DIRECTIONS:
**1.** In the haunted tree thread, rewrite the paragraph beginning "I love your tree" more briefly, keeping its main facts.
**2.** Carry the haunted tree thread forward from where it stops.

SUPPLIED PASSAGE:

[Begin]

Unfortunately, one of the lessons I've yet to learn is: don't trust other people to take pictures for you ( at least, not decent non-drunken ones ). Here are a couple of my centerpiece this year though - a haunted tree based on images from :

http://www.unclebinleysroom.com/dungeon/projects/treepillars/index.htm


















Finished pictures, however, were dismal, as I was so busy halloween night that I didn't take any myself. I had added alot more detail and then those LED flicker bulbs that look like candles all over it.


----------



## scareme (Aug 29, 2006)

I love your tree. You know you will have to do a how-to on it now. Is that monster mud? I can just imagine it with flicker lights on it. I know what you mean about others taking pictures for you. My brother in-law took pictures for me Halloween night. He took pictures of all the people, and not one prop. I guess he thought people were more important than props. lol


----------



## Azirithdorr (Jan 8, 2011)

[End]

SOURCE MATERIAL:
[Begin]

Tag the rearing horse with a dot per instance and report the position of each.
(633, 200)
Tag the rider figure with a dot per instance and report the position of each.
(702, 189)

[End]

RESPONSES:
**1.** I love your tree, and now you'll have to do a how-to on it. Is that monster mud? I can picture it with flicker lights. I know the trouble with others taking pictures: on Halloween night my brother-in-law photographed all the people and not one prop, apparently thinking people mattered more than props. lol

**2.**
I could certainly try to put a how-to together, as I took pictures of all the steps involved, including the materials. Yes, it's monster mud on burlap for the most part. I tried to take the process from the pictures on the above website, but did some changes as I went. The skeleton of the tree is mostly PVC and some ABS pieces, then a floating layer of chicken wire, then the monster mud. I made it so that it comes apart into three major pieces for storage.

Thanks for the compliment, btw - it's always nice to hear someone else in the hobby/industry likes your work :jol:


----------



## stick (Jan 21, 2009)

Hello and welcome to the site.


----------



## fick209 (Aug 31, 2009)

Love that tree, very cool!!! Welcome to the forum!


----------



## The Halloween Lady (Aug 18, 2010)




----------



## SPOOKY J (Nov 20, 2009)

Hello and Welcome!


----------



## Vlad (Aug 2, 2005)

Welcome Kevin, love the tree. Yes, pics always seem to take the back seat, then it's too late afterwards.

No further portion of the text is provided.